DOCUMENT PASSAGE
** START **
RIAA: Google Failing To Demote Pirate Websites
Nerval's Lobster writes "The Recording Industry Association of America (RIAA) claims that Google has failed in its attempt to lower the search-results rankings of so-called 'pirate' Websites. "We have found no evidence that Google's policy has had a demonstrable impact on demoting sites with large amounts of piracy," read the report's summary (PDF). 'These sites consistently appear at the top of Google's search results for popular songs or artists.' Last August, Google indicated that it would start lowering the search-result rankings of Websites with high numbers of 'valid' copyright removal notices. 'This ranking change should help users find legitimate, quality sources of content more easily—whether it's a song previewed on NPR's music website, a TV show on Hulu or new music streamed on Spotify,' Amit Singhal, Google's senior vice president of Engineering, wrote in a corporate blog posting at the time. Google, which receives millions of copyright removal notices every month, also offers a counter-notice tool for those who believe their Websites have been unfairly targeted for copyright violations."
The RIAA can fuck off.
A search engine is supposed to search and display what it finds. I'll be the one to do the filtering
“He’s not deformed, he’s just drunk!”
I want my search engine to search the web for my query. Do not try to figure out what sort of legitimate use I have for my query, give me the results! Maybe I'm a copyright infringer trying to steal music, and maybe I'm a gun happy lawyer trying to sue the pants of the site owners.
"We have found no evidence that Google's policy has had a demonstrable impact on demoting sites with large amounts of piracy,"
when does the riaa hollywood accounting get some action? Ripping off hard working artists with manipulative deals is fraud in other businesses.
Anecdotal observation here.
Went to Google and typed in Mumford. Guess what, no pirate sites appeared on the first page.
But there was a Wired article complaining about the "no unauthorized copying lending public performance etc. statement on the back of their latest album.
Maybe the RIAA doesn't want us noticing that the 'no unauthorized lending clause' has no legal basis.
The pirate sites will be more popular (therefore more clicks, therefore higher rank; regardless of negations made on behalf of a dying business model) than the legitimate ones until the RIAA (et al.) stop reaming both consumers and artists alike.
On Google when you type the query "politics" or "government".
I got to the chocolate box before you, that's why the hard ones have teeth marks.
Yes, because everyone *else* in the world even remotely/tangentially having anything to do with digital media, has an obligation to spend considerable time and money protecting Sony, BMG. etc.'s business.
** END **
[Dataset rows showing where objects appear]
** START **
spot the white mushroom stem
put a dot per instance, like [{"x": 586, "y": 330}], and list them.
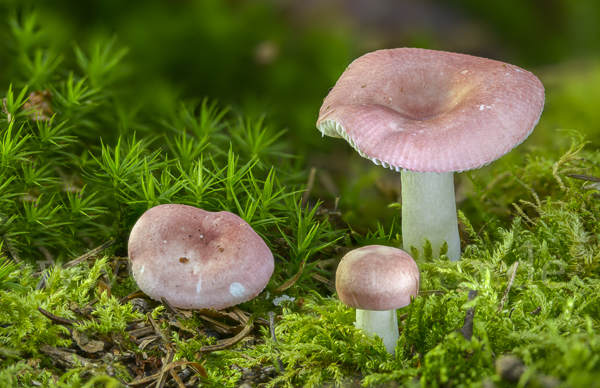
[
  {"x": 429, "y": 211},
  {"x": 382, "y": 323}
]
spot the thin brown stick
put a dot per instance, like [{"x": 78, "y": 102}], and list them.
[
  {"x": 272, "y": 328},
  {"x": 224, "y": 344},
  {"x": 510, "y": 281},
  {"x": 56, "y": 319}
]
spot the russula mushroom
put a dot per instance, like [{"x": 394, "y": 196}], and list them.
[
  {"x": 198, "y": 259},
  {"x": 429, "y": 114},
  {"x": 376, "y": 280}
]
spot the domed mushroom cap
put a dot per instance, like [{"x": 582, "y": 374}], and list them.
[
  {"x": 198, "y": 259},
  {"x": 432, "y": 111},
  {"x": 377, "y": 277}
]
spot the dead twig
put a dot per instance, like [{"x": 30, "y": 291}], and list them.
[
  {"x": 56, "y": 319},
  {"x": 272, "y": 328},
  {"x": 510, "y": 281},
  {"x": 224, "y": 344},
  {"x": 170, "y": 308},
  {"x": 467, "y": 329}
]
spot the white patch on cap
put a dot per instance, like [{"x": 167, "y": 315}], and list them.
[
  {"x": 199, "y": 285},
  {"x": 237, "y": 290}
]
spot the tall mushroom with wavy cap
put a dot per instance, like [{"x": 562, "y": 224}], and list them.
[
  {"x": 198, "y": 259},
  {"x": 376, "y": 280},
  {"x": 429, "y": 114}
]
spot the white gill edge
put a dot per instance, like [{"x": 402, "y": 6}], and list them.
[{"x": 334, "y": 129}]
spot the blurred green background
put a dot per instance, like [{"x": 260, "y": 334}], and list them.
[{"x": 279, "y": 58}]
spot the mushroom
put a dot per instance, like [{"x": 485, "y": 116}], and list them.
** END **
JOB 1
Revise the dataset rows above so that every occurrence of "spot" reads "locate", leaving all else unchanged and omitting the pictures.
JOB 2
Pick up the comment discussion on the RIAA report about Google and pirate websites, continuing from the point at which it stops.

TASK OUTPUT 1
locate the white mushroom stem
put a dot per instance, like [{"x": 586, "y": 330}], and list them.
[
  {"x": 429, "y": 211},
  {"x": 382, "y": 323}
]
locate the thin brown stick
put a dot per instance, like [{"x": 78, "y": 102}], and list them.
[
  {"x": 272, "y": 328},
  {"x": 224, "y": 344},
  {"x": 510, "y": 281},
  {"x": 56, "y": 319}
]
locate the russula mushroom
put a dot per instance, like [{"x": 394, "y": 196}], and list them.
[
  {"x": 198, "y": 259},
  {"x": 429, "y": 114},
  {"x": 376, "y": 280}
]
locate the domed mushroom cap
put a dot per instance, like [{"x": 582, "y": 374}], and list them.
[
  {"x": 198, "y": 259},
  {"x": 432, "y": 111},
  {"x": 377, "y": 277}
]
locate the dead twig
put a dot per instance, like [{"x": 30, "y": 291}], and list them.
[
  {"x": 56, "y": 319},
  {"x": 272, "y": 328},
  {"x": 510, "y": 281},
  {"x": 224, "y": 344},
  {"x": 170, "y": 308},
  {"x": 467, "y": 329}
]
locate the white patch on cap
put a dot per instance, like [{"x": 167, "y": 315}], and list them.
[
  {"x": 199, "y": 285},
  {"x": 237, "y": 290}
]
locate the tall mushroom with wavy cap
put a dot per instance, like [{"x": 562, "y": 224}], and list them.
[
  {"x": 198, "y": 259},
  {"x": 376, "y": 280},
  {"x": 429, "y": 114}
]
locate the white gill edge
put a dot per instance, like [{"x": 402, "y": 6}], and list them.
[{"x": 334, "y": 129}]
locate the blurred green background
put a dot per instance, like [{"x": 260, "y": 334}], and list them.
[{"x": 279, "y": 58}]
locate the mushroom
put a dot per instance, like [{"x": 485, "y": 116}], and list them.

TASK OUTPUT 2
Search engines must hire additional coders to ensure that internet is censored as per Sony 's whims. Hardware manufacturing companies must spend significant extra money on ensure DRM compliance. ISPs must spy on their customers to ensure that no copyright-infringement happens. Police which is funded by public tax money(you and me) must spend valuable time and effort on catching the nefarious "music stealers". Senators who are elected by the people and paid by public tax money, must instead ensure laws favoring BMG/Sony that make copying files a worse crime than rape or murder.
Whereas, the same "victim" companies, move their headquarters outside to cheat the American public out of the benefits of any tax money they might have had to pay. We have all the obligations to them. They have none to us or even the actual creators of the said music etc.
Soon doctors will likely be required to ensure that they perform free deafening procedures on everyone who might end up listening to "infringing music".
The solution is simple. Realize that lobbying is equivalent to bribery and force your senator to pass a law against it.
Oh yeah? I searched for "useless twits", "thieving bastards" and "lying motherfuckers" and in none of the cases did "RIAA" appear near the top of the list. Clearly google has a lot of work to do to fix their search engine...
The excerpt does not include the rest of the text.